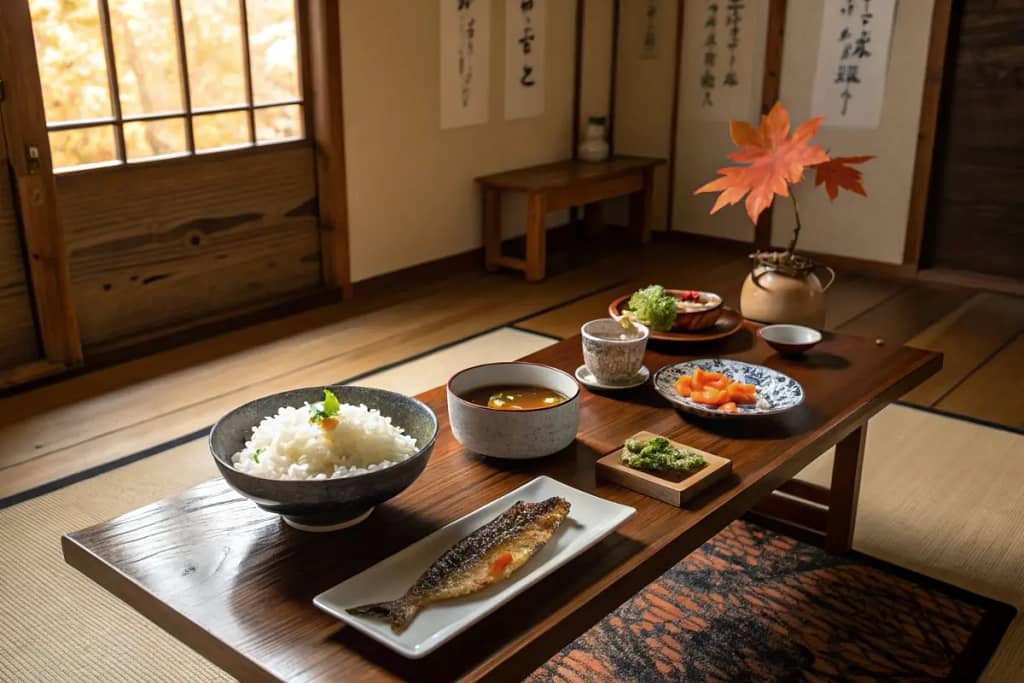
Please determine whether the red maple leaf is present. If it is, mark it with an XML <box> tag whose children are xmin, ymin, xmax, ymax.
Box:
<box><xmin>814</xmin><ymin>156</ymin><xmax>874</xmax><ymax>202</ymax></box>
<box><xmin>693</xmin><ymin>102</ymin><xmax>828</xmax><ymax>223</ymax></box>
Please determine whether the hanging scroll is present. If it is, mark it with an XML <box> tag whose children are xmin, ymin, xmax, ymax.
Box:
<box><xmin>505</xmin><ymin>0</ymin><xmax>547</xmax><ymax>119</ymax></box>
<box><xmin>811</xmin><ymin>0</ymin><xmax>896</xmax><ymax>128</ymax></box>
<box><xmin>640</xmin><ymin>0</ymin><xmax>662</xmax><ymax>59</ymax></box>
<box><xmin>680</xmin><ymin>0</ymin><xmax>768</xmax><ymax>121</ymax></box>
<box><xmin>440</xmin><ymin>0</ymin><xmax>490</xmax><ymax>128</ymax></box>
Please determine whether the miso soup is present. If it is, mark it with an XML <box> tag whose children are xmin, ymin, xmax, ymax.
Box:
<box><xmin>463</xmin><ymin>384</ymin><xmax>566</xmax><ymax>411</ymax></box>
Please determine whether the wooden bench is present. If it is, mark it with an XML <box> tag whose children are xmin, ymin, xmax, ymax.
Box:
<box><xmin>476</xmin><ymin>157</ymin><xmax>665</xmax><ymax>282</ymax></box>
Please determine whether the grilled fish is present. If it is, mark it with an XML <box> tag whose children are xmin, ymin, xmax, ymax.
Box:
<box><xmin>348</xmin><ymin>497</ymin><xmax>569</xmax><ymax>634</ymax></box>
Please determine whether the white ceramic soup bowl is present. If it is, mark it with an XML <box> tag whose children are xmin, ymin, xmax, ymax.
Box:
<box><xmin>447</xmin><ymin>362</ymin><xmax>580</xmax><ymax>460</ymax></box>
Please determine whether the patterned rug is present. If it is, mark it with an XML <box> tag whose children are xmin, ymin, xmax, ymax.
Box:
<box><xmin>528</xmin><ymin>520</ymin><xmax>1016</xmax><ymax>683</ymax></box>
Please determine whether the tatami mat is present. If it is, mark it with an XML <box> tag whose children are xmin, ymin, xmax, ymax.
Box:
<box><xmin>0</xmin><ymin>328</ymin><xmax>1024</xmax><ymax>682</ymax></box>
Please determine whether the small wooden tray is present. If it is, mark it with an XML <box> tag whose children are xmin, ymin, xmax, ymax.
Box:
<box><xmin>597</xmin><ymin>432</ymin><xmax>732</xmax><ymax>506</ymax></box>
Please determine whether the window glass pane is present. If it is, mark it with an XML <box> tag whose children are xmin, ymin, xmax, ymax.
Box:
<box><xmin>193</xmin><ymin>112</ymin><xmax>249</xmax><ymax>150</ymax></box>
<box><xmin>256</xmin><ymin>104</ymin><xmax>302</xmax><ymax>142</ymax></box>
<box><xmin>125</xmin><ymin>119</ymin><xmax>187</xmax><ymax>161</ymax></box>
<box><xmin>246</xmin><ymin>0</ymin><xmax>299</xmax><ymax>103</ymax></box>
<box><xmin>29</xmin><ymin>0</ymin><xmax>111</xmax><ymax>123</ymax></box>
<box><xmin>50</xmin><ymin>126</ymin><xmax>118</xmax><ymax>170</ymax></box>
<box><xmin>181</xmin><ymin>0</ymin><xmax>246</xmax><ymax>109</ymax></box>
<box><xmin>109</xmin><ymin>0</ymin><xmax>183</xmax><ymax>116</ymax></box>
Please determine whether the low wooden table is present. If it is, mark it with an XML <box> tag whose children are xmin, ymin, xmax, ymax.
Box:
<box><xmin>476</xmin><ymin>157</ymin><xmax>665</xmax><ymax>282</ymax></box>
<box><xmin>62</xmin><ymin>329</ymin><xmax>942</xmax><ymax>682</ymax></box>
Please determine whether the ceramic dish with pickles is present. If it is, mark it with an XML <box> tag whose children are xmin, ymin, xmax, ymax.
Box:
<box><xmin>654</xmin><ymin>358</ymin><xmax>804</xmax><ymax>419</ymax></box>
<box><xmin>608</xmin><ymin>285</ymin><xmax>743</xmax><ymax>341</ymax></box>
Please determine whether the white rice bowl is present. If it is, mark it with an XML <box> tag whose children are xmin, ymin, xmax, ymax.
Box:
<box><xmin>231</xmin><ymin>403</ymin><xmax>417</xmax><ymax>479</ymax></box>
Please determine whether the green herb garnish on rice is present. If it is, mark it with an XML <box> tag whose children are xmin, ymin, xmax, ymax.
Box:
<box><xmin>309</xmin><ymin>389</ymin><xmax>341</xmax><ymax>425</ymax></box>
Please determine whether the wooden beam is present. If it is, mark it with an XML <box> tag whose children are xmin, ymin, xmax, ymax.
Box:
<box><xmin>0</xmin><ymin>0</ymin><xmax>82</xmax><ymax>367</ymax></box>
<box><xmin>665</xmin><ymin>0</ymin><xmax>686</xmax><ymax>232</ymax></box>
<box><xmin>778</xmin><ymin>479</ymin><xmax>831</xmax><ymax>507</ymax></box>
<box><xmin>754</xmin><ymin>0</ymin><xmax>785</xmax><ymax>249</ymax></box>
<box><xmin>903</xmin><ymin>0</ymin><xmax>953</xmax><ymax>268</ymax></box>
<box><xmin>751</xmin><ymin>494</ymin><xmax>828</xmax><ymax>533</ymax></box>
<box><xmin>296</xmin><ymin>0</ymin><xmax>352</xmax><ymax>298</ymax></box>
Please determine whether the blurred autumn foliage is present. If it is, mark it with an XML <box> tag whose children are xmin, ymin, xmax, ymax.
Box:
<box><xmin>30</xmin><ymin>0</ymin><xmax>302</xmax><ymax>168</ymax></box>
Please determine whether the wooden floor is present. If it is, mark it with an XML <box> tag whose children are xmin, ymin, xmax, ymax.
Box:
<box><xmin>0</xmin><ymin>235</ymin><xmax>1024</xmax><ymax>500</ymax></box>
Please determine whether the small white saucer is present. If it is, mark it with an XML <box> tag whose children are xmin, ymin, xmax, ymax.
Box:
<box><xmin>575</xmin><ymin>365</ymin><xmax>650</xmax><ymax>391</ymax></box>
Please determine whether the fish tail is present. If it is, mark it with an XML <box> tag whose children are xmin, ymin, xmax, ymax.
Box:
<box><xmin>347</xmin><ymin>595</ymin><xmax>421</xmax><ymax>633</ymax></box>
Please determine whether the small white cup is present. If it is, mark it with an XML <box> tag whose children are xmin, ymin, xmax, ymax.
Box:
<box><xmin>580</xmin><ymin>317</ymin><xmax>650</xmax><ymax>384</ymax></box>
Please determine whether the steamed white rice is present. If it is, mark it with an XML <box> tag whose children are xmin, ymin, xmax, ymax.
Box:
<box><xmin>231</xmin><ymin>403</ymin><xmax>417</xmax><ymax>479</ymax></box>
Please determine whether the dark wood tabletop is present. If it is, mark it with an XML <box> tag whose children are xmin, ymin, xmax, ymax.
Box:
<box><xmin>476</xmin><ymin>156</ymin><xmax>665</xmax><ymax>191</ymax></box>
<box><xmin>62</xmin><ymin>328</ymin><xmax>942</xmax><ymax>682</ymax></box>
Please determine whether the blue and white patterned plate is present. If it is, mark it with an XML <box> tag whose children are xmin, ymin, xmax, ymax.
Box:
<box><xmin>654</xmin><ymin>358</ymin><xmax>804</xmax><ymax>418</ymax></box>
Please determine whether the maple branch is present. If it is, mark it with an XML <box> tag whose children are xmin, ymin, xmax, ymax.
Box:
<box><xmin>785</xmin><ymin>185</ymin><xmax>801</xmax><ymax>254</ymax></box>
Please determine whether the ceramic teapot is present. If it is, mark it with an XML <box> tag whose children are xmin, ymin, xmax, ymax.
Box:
<box><xmin>739</xmin><ymin>252</ymin><xmax>836</xmax><ymax>330</ymax></box>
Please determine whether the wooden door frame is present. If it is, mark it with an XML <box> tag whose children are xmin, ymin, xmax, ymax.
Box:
<box><xmin>0</xmin><ymin>0</ymin><xmax>351</xmax><ymax>386</ymax></box>
<box><xmin>295</xmin><ymin>0</ymin><xmax>352</xmax><ymax>299</ymax></box>
<box><xmin>903</xmin><ymin>0</ymin><xmax>953</xmax><ymax>270</ymax></box>
<box><xmin>0</xmin><ymin>0</ymin><xmax>82</xmax><ymax>381</ymax></box>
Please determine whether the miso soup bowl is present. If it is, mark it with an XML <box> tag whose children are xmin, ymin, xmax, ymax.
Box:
<box><xmin>447</xmin><ymin>362</ymin><xmax>580</xmax><ymax>460</ymax></box>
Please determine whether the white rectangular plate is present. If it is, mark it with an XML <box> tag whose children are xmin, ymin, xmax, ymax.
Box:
<box><xmin>313</xmin><ymin>476</ymin><xmax>636</xmax><ymax>658</ymax></box>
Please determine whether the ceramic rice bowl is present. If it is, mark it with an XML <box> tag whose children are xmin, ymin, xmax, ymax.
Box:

▸ Work to complete: Please copy everything from the line containing "Please determine whether the maple" down to the end of the material, swapping "ceramic" for "porcelain" and keeping every other part unchanged.

▸ Solved exercise:
Please determine whether the maple branch is present. If it is, mark it with an XML <box> tag whose children are xmin, ymin, xmax, ymax.
Box:
<box><xmin>785</xmin><ymin>185</ymin><xmax>801</xmax><ymax>254</ymax></box>
Please determine whether the porcelain teapot is present. If it is, mark it with an XML <box> tag whose children are xmin, ymin, xmax, ymax.
Box:
<box><xmin>739</xmin><ymin>252</ymin><xmax>836</xmax><ymax>330</ymax></box>
Please determine whether the wooden door frame is present. If it is, mark it with an XML <box> tag whose children are xmin, ymin, xmax, ymax.
Box:
<box><xmin>0</xmin><ymin>0</ymin><xmax>351</xmax><ymax>386</ymax></box>
<box><xmin>295</xmin><ymin>0</ymin><xmax>352</xmax><ymax>299</ymax></box>
<box><xmin>903</xmin><ymin>0</ymin><xmax>953</xmax><ymax>270</ymax></box>
<box><xmin>0</xmin><ymin>0</ymin><xmax>82</xmax><ymax>381</ymax></box>
Please determine whether the miso soup bowl is present. If it is, mark it with an XML <box> tag whose children are xmin, ymin, xmax, ymax.
Box:
<box><xmin>447</xmin><ymin>362</ymin><xmax>580</xmax><ymax>460</ymax></box>
Please determine whether the white rectangular plate is present. If it is, mark it with an XML <box> tag whose children are xmin, ymin, xmax, ymax.
Box:
<box><xmin>313</xmin><ymin>476</ymin><xmax>636</xmax><ymax>658</ymax></box>
Please determine whether the porcelain rice bowl is present. If it is, mark it with an XML <box> tag whose children are xmin, ymin, xmax, ymax.
Box:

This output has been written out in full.